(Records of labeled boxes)
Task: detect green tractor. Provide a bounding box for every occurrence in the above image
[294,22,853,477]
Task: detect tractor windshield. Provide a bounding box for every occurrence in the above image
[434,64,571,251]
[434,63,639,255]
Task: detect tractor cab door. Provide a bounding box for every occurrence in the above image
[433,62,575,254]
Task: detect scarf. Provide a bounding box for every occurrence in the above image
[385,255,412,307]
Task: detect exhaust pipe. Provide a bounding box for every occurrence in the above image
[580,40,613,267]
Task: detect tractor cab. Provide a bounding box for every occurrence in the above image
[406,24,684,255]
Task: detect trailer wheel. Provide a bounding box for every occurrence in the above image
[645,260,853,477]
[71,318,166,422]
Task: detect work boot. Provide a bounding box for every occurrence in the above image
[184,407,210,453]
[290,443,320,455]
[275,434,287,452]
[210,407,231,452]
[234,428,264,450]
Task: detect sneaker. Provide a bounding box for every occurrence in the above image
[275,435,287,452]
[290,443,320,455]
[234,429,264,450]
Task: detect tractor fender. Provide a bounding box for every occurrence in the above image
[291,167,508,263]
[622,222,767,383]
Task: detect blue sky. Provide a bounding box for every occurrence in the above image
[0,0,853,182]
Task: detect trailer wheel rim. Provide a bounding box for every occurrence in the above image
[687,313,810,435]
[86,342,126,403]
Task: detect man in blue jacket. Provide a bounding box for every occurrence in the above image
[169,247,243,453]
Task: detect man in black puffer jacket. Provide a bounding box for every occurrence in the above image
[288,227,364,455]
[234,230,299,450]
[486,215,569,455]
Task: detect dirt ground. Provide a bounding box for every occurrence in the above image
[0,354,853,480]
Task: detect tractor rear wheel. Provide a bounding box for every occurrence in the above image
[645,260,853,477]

BRIEF
Rewrite the data above, changing "work boot" to "leather boot" and leaving everything else as it is.

ANSWER
Task: detect green tractor. Provide a bounding box for every occurrence in the above image
[294,22,853,477]
Task: detect tractor windshield. Provide a bounding box for every occurrence in the above image
[434,64,571,251]
[434,63,639,255]
Task: detect tractor cab door. Provide a bounding box for every occurrence in the above image
[433,62,575,254]
Task: detect scarf. Provide a bounding box for every occurrence in the above image
[385,255,412,307]
Task: detect exhaust pipe. Provide a bounding box for every occurrence in the above image
[580,40,613,267]
Task: detect tractor cab. Provide a bounding box for every occurrence in the above image
[406,24,684,255]
Task: detect trailer wheel. Provide a bounding box for every occurrence in the above image
[645,260,853,477]
[71,318,166,422]
Task: detect leather boot. Provide a bounding box for every occurrence in the above image
[184,407,210,453]
[290,443,320,455]
[275,434,287,452]
[210,407,231,452]
[234,428,264,450]
Task: detect sneaker. Provide a bounding box for every occurrence in the above image
[275,435,287,452]
[290,443,320,455]
[234,429,264,450]
Task: detect tractor fender. Provide a bounding box for every occurrence in the above image
[291,167,508,263]
[622,222,767,383]
Task: detect blue sky. Provide a bounding box for every occurrence in the above image
[0,0,853,182]
Task: detect trailer wheel rim. Provide a bounding box for every occurrence in the above image
[687,313,810,435]
[86,342,126,403]
Task: detect man in blue jacket. Provide a bounding box for every occurrence in the above image
[169,247,243,453]
Task: detect man in black puffer jacket. Provide a bounding box for every occurrence in the above image
[288,227,364,455]
[234,230,299,450]
[486,215,569,455]
Task: detect dirt ground. Provide a bounding box for every occurrence in the above image
[0,354,853,480]
Task: detect tractor rear wheel. Provide a bounding box for every occurrence in the above image
[645,260,853,477]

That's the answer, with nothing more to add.